Teks Sumber:
>>>>
Akun UX Design di Instagram kini menjadi newsletter

Inspired by designers in the world with their newsletter rather than Instagram

Windyasari Septriani
4 min readAug 12, 2024

Memang ada juga segelinitir, mungkin masih kehitung jari designer Indonesia yang pake newsletter, itupun mungkin karena bawaannya kerja remote ke luar negeri. Jadi di negara luar designer-designer banyak yang punya newsletter dan ngga harus influencer dan ngga juga share di Instagram. Sebetulnya UX Change ini pernah punya newsletter begitupun saya pribadi, tapi kurang update dan saat itu layanan email cuma ada Tiny Letter yang bisa free setahu saya (sesuai jumlah subscriber saja), namun sekarang oleh Mailchimp dihilangkan. Untungnya sekarang banyak layanan email lainnya.

Semakin saya usia kematengan, semakin cocok rasanya konsep newsletter ini. Lagipula ngga bisa dibilang jadi influencer juga selama ini, jadi tanggung. Walaupun karena waktu dan tenaga yang terbatas dan belum/ngga mau pake tim segala untuk social media, jadi pasti update kontennya tidak intens di Instagram. Saya juga orangnya ngga terlalu jualan atau ngga terlalu jiwa marketing walaupun ada yang sedang dijual apalagi kalau kita promoin sendiri. Bukan dibayar institusi. Jadi ya memang kurang minat dalam promoin sesuatu secara masif. Kebiasaan kerja dan merasa cukup dengan itu. Entah nanti. Itu juga yang bikin kurang termotivasi rajin update.

Sebelumnya saya punya Instagram namanya @tanyajawab_ux dengan nama backingnya UX Change. Saat itu saya sengaja pakai nama UX biar to the point. Itu pun keinspirasi dari influencer-influencer luar yang mulai rame bikin konten desain di Instagram, tapi memang bau-baunya pada kaya marketing sih kalau di Instagram itu, beda dengan newsletter memang. Cuma saat itu kayanya designer-designer luar yang idealis belum pada bikin newsletter, belum banyak. Nah, mumpung di Indo belum banyak juga saat itu yang bikin Instagram desain, jadi saya coba buat, lagian udah biasa buat di @InfoDKV juga sebelumnya di Twitter. Namun sesuai dugaan kini semakin banyak dalam waktu singkat konten kreator design dan UX di lokal pun. Itu udah pastilah seiring waktu berjalan, ya bukan karena saya juga dong, mereka pasti tahu di luar mulai banyak influencer yang bikin konten desain di Instagram dan pasti pergerakannya cepat untuk mengikuti.
<<<<
Petunjuk Tugas: Apa nama akun Instagram yang sebelumnya dimiliki penulis menurut teks sumber?

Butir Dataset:
>>>>
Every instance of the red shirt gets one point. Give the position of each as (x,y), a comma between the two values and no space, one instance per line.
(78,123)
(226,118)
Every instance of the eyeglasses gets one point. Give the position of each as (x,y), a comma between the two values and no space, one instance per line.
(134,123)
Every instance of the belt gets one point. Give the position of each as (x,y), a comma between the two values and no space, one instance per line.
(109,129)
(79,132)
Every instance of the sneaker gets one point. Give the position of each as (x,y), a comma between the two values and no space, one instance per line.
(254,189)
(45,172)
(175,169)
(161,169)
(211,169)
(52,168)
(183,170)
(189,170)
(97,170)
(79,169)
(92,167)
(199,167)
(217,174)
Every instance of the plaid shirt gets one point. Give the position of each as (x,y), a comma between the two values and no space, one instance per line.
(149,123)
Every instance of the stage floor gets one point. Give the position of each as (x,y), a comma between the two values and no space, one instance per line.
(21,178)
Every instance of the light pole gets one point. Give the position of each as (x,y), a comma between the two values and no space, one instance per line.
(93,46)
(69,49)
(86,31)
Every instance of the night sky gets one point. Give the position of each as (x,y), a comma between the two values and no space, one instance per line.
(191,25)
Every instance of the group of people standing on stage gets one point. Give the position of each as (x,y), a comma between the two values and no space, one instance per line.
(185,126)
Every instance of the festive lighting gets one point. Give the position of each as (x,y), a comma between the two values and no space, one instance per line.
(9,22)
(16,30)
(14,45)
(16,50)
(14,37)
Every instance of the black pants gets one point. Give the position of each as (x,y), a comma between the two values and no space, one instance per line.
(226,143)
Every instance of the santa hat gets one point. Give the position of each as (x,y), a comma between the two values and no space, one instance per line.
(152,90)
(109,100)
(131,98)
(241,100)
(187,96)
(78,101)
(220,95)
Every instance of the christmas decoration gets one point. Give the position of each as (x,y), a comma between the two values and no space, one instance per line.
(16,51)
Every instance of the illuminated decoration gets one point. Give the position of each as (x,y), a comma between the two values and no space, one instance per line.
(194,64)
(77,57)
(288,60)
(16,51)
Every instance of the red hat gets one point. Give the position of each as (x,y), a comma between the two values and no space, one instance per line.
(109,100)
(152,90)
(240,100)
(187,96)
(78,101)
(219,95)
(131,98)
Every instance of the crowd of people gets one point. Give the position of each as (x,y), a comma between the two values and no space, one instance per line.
<<<<
Hasil Tugas: @tanyajawab_ux